*Text excerpt*.
== == ==

Pass through a short tunnel from St John Street and you emerge in Hayward’s Place. This part of Hayward’s Place, as far as Woodbridge Street, is purely residential, and consists of little Victorian terraced houses. These are all on the south side of the street. The north side is one of the walls of the St Paul’s Square residential development.

Hayward’s Place was part of the Sekforde Charity’s estate. The eastern half of Hayward’s Place was built in 1836, with houses on both sides. The street was named after the developer, James Hayward, an ironmonger. The houses were designated not as second rate, not even third rate, but as fourth rate – as ignominious as it gets. Nicholdons’ Distillery bought the properties in 1871 and knocked down the north side to enable expansion of the distillery. Some of the houses were destroyed by bombing in the War and rebuilt by Nicholsons’ in the 1950s.

== == ==

*Task to carry out*. Quote the passage on Hayward's Place in full, reproducing every word and mark of punctuation without alteration.

*Data extract*.
== == ==

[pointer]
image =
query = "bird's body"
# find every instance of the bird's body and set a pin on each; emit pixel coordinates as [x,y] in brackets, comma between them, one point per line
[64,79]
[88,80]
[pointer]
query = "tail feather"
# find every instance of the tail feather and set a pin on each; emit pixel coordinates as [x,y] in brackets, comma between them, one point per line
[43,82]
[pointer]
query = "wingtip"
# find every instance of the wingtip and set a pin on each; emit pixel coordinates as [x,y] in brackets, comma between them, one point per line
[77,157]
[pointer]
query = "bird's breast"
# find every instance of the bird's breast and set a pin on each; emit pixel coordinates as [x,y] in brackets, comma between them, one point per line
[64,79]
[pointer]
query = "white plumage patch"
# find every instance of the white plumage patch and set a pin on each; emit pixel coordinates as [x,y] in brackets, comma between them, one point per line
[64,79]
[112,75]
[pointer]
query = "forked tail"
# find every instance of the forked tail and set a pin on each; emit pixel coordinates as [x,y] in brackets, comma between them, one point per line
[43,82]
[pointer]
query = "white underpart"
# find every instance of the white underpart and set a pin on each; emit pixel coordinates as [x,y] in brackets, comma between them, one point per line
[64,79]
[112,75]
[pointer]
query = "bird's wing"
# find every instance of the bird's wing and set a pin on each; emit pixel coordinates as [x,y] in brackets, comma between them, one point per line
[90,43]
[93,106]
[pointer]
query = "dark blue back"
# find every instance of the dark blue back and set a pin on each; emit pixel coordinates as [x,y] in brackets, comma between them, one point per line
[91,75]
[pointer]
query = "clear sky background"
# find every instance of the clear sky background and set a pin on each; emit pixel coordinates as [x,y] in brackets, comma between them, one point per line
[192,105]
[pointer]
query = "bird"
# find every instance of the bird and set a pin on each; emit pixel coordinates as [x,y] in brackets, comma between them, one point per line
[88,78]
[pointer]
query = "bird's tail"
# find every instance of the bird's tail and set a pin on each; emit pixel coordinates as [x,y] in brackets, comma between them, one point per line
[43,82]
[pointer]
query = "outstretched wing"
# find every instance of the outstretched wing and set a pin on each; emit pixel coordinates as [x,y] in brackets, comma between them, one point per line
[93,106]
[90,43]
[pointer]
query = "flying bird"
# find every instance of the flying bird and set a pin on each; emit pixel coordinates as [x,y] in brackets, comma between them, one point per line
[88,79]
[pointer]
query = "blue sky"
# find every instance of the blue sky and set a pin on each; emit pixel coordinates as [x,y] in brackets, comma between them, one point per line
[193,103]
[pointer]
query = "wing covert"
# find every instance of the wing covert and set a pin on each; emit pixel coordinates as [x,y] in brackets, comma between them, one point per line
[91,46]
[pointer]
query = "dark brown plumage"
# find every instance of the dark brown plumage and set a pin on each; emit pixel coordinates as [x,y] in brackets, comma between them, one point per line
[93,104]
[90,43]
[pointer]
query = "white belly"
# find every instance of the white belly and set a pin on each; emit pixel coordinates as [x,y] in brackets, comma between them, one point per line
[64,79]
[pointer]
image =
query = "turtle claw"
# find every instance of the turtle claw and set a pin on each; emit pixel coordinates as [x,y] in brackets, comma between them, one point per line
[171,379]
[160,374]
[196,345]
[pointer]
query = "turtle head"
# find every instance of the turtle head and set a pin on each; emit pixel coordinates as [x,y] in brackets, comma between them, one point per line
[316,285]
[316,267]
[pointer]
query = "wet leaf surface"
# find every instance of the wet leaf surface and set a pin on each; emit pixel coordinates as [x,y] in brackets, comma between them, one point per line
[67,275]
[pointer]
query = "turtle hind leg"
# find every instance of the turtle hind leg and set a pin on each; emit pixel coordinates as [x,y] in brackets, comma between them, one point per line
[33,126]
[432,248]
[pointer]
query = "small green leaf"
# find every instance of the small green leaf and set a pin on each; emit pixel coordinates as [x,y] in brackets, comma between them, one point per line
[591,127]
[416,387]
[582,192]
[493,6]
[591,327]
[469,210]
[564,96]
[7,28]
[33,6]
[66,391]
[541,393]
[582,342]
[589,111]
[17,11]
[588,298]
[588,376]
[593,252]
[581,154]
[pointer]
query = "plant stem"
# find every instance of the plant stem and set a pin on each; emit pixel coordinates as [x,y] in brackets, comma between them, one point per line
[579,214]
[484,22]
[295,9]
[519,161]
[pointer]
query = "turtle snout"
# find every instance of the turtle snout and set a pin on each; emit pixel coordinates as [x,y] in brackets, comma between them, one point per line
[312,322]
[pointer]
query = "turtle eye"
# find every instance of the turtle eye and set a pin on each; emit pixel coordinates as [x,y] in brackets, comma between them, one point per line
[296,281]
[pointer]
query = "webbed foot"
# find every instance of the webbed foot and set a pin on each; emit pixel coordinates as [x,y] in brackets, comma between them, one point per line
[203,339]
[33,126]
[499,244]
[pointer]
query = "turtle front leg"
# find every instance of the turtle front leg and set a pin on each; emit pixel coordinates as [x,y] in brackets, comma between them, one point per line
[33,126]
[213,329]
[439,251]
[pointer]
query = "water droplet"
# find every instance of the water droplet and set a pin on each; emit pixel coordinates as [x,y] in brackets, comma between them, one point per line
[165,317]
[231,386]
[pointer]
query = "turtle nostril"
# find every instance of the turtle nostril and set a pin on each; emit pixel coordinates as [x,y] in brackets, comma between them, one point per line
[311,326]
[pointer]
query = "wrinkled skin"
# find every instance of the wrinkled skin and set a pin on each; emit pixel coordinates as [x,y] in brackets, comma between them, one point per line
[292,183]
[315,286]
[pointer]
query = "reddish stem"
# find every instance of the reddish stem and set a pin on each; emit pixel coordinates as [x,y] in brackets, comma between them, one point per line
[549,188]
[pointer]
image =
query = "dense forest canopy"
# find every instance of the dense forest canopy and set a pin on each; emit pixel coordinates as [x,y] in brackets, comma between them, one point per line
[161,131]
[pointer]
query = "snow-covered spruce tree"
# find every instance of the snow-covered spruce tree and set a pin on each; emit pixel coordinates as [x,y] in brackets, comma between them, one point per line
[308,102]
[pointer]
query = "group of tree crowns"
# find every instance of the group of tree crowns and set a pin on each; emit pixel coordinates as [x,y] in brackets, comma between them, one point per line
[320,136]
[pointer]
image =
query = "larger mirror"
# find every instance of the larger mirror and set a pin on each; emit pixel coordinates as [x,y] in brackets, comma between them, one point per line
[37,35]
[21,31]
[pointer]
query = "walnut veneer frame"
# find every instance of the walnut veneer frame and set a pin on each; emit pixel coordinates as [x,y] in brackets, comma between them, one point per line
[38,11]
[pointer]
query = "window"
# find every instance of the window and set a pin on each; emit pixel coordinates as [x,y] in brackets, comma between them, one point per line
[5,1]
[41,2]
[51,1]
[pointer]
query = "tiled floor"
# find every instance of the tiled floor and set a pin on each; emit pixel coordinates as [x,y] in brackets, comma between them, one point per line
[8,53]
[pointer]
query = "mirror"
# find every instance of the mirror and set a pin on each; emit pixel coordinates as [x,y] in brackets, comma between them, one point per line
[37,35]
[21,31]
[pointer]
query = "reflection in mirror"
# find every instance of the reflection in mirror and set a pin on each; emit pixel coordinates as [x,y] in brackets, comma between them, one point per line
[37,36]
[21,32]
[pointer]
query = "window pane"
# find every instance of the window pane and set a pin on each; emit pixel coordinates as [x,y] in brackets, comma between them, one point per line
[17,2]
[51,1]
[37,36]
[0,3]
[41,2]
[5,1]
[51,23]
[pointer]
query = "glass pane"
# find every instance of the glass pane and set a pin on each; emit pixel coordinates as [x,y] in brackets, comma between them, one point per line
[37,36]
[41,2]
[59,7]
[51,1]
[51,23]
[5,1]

== == ==

*Solved problem*.
Pass through a short tunnel from St John Street and you emerge in Hayward’s Place. This part of Hayward’s Place, as far as Woodbridge Street, is purely residential, and consists of little Victorian terraced houses. These are all on the south side of the street. The north side is one of the walls of the St Paul’s Square residential development.

Hayward’s Place was part of the Sekforde Charity’s estate. The eastern half of Hayward’s Place was built in 1836, with houses on both sides. The street was named after the developer, James Hayward, an ironmonger. The houses were designated not as second rate, not even third rate, but as fourth rate – as ignominious as it gets. Nicholdons’ Distillery bought the properties in 1871 and knocked down the north side to enable expansion of the distillery. Some of the houses were destroyed by bombing in the War and rebuilt by Nicholsons’ in the 1950s.